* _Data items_
= = = = =

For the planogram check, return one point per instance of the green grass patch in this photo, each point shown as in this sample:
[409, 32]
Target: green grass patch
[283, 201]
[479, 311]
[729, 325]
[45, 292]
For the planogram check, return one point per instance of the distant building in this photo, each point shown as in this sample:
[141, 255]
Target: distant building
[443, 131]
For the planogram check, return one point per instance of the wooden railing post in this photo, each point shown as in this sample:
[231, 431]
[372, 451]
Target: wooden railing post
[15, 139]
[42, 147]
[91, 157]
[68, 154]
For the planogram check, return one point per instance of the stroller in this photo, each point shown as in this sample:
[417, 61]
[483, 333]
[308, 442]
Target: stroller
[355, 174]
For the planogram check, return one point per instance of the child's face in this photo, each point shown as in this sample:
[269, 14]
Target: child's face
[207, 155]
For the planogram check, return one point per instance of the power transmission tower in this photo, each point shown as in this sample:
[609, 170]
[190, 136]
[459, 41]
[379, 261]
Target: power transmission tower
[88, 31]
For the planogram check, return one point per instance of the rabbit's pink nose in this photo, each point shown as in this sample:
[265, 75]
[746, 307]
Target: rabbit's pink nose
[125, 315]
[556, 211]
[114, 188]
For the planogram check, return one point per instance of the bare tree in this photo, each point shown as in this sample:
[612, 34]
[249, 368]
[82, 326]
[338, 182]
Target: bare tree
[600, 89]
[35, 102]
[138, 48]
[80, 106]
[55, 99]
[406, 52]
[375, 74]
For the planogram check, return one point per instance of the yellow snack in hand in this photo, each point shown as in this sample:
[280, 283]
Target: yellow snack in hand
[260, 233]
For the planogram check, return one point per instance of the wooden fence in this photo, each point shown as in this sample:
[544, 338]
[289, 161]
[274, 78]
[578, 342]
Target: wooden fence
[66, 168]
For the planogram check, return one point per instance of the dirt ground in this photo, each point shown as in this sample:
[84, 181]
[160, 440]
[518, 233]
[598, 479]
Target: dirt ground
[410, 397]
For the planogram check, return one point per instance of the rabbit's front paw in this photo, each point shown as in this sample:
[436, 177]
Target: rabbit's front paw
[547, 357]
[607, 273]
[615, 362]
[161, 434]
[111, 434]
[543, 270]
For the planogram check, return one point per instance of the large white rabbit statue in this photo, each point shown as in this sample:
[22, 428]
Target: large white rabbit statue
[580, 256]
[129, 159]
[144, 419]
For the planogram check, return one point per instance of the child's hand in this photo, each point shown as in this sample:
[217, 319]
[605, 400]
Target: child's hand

= = = = =

* _Task prompt_
Every line from the one holding "of the yellow" through the final line of the listing must be echoed exactly; leave out all other lines.

* _Answer to the problem_
For the planogram check, return one point per instance of the yellow snack in hand in this photo, each point shown as in this sample:
[280, 283]
Target: yellow snack in hand
[260, 233]
For the planogram check, return one point per instance of the wooden fence in this photo, each point shown as in this sample:
[544, 338]
[289, 161]
[274, 78]
[578, 342]
Target: wooden fence
[66, 168]
For the planogram check, return one point per instance of the dirt ground in this photo, each point shown as in this sample:
[84, 181]
[160, 440]
[518, 233]
[598, 479]
Target: dirt ground
[410, 397]
For the planogram check, return one point per instance of the rabbit's front paw in this photo, each point shown as in this sample:
[436, 177]
Target: rabbit's front paw
[547, 357]
[607, 273]
[615, 362]
[161, 434]
[111, 434]
[543, 270]
For the planogram check, return one point per instance of the large white rabbit statue in this photo, each point shown as in this sample:
[22, 428]
Target: large white rabbit statue
[580, 256]
[129, 159]
[144, 419]
For the planogram check, return one point per instance of the child's hand in this photo, each point shown as in this sample:
[217, 319]
[605, 400]
Target: child's hand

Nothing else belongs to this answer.